Stored data:
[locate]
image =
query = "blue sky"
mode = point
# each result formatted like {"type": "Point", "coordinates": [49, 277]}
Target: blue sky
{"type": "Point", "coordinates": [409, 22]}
* * *
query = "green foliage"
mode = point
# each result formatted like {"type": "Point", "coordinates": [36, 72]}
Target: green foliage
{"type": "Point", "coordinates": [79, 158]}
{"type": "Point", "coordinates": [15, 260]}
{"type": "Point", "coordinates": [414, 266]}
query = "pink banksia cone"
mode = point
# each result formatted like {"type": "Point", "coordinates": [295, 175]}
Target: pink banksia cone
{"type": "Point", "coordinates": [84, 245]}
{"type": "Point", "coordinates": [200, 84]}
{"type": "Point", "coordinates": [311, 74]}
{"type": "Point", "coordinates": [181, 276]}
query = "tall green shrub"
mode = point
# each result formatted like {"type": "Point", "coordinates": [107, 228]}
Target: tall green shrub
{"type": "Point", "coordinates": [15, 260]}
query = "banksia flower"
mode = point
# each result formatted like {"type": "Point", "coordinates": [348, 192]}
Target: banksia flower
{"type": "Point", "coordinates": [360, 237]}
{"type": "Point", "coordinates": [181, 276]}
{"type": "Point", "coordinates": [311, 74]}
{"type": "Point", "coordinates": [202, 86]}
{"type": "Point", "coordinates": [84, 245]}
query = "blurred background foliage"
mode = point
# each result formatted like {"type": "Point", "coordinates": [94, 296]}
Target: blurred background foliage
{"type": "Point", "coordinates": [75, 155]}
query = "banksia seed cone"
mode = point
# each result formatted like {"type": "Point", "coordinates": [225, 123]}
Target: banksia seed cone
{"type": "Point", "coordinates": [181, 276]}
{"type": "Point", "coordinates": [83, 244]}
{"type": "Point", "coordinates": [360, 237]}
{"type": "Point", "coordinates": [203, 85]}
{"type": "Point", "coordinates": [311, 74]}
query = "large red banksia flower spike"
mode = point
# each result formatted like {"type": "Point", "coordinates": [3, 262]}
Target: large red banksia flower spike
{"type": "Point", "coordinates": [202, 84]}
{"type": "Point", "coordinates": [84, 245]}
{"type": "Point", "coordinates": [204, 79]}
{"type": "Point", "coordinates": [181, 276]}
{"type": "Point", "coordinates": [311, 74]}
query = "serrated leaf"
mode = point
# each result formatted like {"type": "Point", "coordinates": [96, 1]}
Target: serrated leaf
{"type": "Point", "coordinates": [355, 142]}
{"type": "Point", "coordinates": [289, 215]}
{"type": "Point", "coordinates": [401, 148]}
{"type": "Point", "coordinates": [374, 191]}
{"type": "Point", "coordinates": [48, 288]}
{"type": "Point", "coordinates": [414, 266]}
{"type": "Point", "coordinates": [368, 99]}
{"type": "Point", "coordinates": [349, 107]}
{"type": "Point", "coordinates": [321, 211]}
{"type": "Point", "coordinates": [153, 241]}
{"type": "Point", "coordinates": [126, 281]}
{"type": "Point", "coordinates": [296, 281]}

▶ _EXERCISE PROMPT_
Gather every line in the listing above that contains the word "flower".

▶ _SOLUTION FOR THIS PROBLEM_
query = "banksia flower"
Target: banksia flower
query = "large red banksia flower spike"
Target: large red banksia flower spike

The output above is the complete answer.